JOB A
According to the exhibition page, in what year did Roger Duvoisin create his first children's book?

# START OF EXCERPT

Next open Wednesday from 11 a.m. to 6 p.m.

Dates

July 11, 2015-June 26, 2016

Location

Zimmerli Art Museum

71 Hamilton Street New Brunswick, NJ, 08901

Information

Admission at the Zimmerli is FREE to everyone. Tickets are not required for exhibitions

Donkey-donkey, Petunia, and Other Pals: Drawings by Roger Duvoisin

Roger Duvoisin’s remarkable children’s book illustrations have charmed and captivated generations of young readers, guiding them through some of life’s important lessons. The story of Donkey-donkey teaches children how to accept themselves – and the way they look. And a crocodile who befriends farmyard animals, and eventually the farmer and his wife, discovers that, “Life is so beautiful when we have so much in common with friends.” 

Born in Geneva, Switzerland, in 1904, Roger Duvoisin came to the United States in the mid-1920s to work as a textile designer. In 1932, he created A Little Boy Was Drawing, his first children’s book, which he wrote and illustrated for his son.  Duvoisin eventually became a celebrated illustrator of more than 140 children’s books, forty of which he also authored. Until his death in 1980, Duvoisin resided in New Jersey.

# END OF EXCERPT

JOB B
State how many lines in the entries below contain the string "narrow", giving only the number. Case counts.

# START OF THE INPUT

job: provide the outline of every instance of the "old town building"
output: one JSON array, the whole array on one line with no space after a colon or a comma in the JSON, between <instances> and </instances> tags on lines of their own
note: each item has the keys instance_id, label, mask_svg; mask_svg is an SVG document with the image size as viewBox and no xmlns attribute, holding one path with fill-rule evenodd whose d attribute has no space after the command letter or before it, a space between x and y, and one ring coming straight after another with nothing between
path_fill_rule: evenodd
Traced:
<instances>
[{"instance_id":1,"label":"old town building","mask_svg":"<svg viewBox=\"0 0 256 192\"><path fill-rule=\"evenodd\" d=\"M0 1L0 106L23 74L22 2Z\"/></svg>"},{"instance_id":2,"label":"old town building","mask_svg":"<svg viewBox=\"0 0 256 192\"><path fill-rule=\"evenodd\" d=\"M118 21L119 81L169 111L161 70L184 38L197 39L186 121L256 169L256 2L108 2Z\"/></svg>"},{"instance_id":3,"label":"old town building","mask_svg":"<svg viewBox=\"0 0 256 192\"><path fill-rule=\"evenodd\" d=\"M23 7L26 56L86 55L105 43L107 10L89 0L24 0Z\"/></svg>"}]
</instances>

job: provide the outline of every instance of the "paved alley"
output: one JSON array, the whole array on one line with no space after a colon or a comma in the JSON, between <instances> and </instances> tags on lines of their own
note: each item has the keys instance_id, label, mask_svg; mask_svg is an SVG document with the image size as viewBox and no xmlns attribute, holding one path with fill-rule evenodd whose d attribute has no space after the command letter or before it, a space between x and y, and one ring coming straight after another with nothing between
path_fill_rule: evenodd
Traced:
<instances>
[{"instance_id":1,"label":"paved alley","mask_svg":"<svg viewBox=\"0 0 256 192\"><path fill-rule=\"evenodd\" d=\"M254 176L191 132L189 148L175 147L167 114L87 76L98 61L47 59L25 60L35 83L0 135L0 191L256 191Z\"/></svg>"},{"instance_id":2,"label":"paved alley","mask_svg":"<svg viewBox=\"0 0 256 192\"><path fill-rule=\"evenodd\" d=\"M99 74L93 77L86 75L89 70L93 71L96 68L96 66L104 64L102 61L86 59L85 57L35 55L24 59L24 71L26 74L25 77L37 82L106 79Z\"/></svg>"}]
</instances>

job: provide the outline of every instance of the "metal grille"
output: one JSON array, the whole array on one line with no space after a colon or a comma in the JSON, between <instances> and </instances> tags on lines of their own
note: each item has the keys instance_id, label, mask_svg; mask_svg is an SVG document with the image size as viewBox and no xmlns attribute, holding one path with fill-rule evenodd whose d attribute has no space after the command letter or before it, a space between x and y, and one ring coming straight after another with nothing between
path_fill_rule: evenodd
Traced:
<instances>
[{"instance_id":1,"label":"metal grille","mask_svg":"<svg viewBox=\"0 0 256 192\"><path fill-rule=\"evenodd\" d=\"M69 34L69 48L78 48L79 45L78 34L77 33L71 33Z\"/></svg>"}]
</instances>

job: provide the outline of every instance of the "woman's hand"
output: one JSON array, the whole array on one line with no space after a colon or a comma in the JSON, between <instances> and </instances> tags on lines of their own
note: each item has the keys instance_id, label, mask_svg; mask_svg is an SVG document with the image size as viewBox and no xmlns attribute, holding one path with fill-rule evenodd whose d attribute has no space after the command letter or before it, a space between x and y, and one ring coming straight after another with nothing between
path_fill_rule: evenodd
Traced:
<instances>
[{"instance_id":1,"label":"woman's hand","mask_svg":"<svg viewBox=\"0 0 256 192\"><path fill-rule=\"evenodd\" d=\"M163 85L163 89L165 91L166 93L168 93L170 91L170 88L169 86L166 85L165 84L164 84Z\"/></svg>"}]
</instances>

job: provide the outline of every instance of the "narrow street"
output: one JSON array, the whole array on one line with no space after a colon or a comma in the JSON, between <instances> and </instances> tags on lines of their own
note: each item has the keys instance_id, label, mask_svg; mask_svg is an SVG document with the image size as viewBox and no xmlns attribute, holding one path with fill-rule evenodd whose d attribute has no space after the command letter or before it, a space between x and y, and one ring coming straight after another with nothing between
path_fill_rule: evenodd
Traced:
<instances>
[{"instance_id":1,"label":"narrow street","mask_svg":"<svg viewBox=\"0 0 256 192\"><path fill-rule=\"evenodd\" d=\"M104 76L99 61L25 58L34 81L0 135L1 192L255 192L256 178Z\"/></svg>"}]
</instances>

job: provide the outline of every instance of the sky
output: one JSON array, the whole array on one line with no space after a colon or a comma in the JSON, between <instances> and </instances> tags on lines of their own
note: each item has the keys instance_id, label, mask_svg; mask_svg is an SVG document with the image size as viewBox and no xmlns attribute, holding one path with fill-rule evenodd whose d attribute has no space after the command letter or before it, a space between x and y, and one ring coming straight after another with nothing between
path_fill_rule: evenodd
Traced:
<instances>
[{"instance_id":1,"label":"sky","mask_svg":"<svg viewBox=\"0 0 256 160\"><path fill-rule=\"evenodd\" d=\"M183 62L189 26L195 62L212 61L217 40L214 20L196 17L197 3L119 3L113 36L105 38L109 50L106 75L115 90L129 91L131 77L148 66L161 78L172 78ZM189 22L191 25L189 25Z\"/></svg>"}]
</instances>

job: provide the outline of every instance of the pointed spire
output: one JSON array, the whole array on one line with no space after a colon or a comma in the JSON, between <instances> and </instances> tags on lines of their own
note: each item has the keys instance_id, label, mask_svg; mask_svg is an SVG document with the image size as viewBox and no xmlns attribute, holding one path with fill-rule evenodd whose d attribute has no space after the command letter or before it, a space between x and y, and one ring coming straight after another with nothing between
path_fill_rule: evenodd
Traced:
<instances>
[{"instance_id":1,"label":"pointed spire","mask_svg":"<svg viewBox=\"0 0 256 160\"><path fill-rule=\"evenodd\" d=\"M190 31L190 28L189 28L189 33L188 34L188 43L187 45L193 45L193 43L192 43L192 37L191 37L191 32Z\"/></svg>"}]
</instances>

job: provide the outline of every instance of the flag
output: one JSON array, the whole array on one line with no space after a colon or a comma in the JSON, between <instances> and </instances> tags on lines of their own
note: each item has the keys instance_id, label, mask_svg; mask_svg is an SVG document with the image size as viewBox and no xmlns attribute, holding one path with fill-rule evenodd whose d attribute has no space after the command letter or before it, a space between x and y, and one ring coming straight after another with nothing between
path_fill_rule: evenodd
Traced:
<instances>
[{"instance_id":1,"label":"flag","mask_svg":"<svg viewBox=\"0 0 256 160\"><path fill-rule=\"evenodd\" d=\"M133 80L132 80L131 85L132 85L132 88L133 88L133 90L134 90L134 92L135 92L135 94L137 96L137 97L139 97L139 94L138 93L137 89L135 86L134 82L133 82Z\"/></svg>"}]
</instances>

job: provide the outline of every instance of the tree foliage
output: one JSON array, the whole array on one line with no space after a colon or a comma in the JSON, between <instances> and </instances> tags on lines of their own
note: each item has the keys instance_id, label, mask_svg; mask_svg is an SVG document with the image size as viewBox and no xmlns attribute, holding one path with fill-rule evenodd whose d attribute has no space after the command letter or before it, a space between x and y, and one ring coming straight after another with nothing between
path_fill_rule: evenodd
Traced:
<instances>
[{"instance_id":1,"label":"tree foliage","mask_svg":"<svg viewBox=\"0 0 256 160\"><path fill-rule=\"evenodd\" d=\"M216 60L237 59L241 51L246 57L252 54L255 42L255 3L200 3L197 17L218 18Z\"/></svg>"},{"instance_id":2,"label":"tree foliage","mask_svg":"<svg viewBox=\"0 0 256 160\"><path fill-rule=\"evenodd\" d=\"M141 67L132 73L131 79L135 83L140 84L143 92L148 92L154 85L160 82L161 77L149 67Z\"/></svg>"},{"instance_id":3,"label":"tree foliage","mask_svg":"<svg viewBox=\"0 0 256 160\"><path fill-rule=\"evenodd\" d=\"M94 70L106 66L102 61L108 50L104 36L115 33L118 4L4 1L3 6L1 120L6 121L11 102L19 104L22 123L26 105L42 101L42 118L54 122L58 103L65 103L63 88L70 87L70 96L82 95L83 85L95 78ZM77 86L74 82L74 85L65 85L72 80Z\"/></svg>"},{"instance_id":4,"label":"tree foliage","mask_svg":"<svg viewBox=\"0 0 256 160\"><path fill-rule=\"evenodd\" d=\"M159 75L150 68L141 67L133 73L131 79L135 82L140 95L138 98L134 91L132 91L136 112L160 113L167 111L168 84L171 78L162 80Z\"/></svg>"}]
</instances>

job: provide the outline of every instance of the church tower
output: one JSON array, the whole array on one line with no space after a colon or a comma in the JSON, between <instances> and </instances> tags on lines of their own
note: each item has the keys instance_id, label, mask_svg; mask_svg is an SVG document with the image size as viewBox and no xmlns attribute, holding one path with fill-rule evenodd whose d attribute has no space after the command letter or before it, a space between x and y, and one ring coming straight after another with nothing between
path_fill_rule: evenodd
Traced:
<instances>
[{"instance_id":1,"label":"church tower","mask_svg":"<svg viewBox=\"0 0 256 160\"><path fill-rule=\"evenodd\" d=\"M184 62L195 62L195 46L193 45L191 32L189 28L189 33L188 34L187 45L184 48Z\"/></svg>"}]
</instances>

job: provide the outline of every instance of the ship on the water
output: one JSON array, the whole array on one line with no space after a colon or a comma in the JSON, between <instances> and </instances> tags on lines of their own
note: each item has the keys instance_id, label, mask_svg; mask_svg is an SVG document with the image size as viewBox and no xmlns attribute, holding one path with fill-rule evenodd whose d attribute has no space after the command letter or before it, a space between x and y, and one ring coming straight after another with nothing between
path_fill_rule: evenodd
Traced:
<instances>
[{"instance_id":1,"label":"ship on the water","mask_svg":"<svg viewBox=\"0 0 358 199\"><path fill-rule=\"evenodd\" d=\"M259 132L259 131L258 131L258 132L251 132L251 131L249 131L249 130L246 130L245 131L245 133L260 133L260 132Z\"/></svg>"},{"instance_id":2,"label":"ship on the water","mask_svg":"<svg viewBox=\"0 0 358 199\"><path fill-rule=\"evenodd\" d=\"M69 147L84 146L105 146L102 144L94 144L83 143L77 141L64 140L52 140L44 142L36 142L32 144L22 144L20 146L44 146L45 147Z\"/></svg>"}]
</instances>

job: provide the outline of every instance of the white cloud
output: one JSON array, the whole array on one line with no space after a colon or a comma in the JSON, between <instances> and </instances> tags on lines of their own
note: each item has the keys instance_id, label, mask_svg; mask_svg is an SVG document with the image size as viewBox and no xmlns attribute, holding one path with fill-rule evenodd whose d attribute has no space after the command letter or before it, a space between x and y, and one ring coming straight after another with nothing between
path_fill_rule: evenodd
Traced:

# END OF THE INPUT

WORKED SOLUTION A
1932

WORKED SOLUTION B
2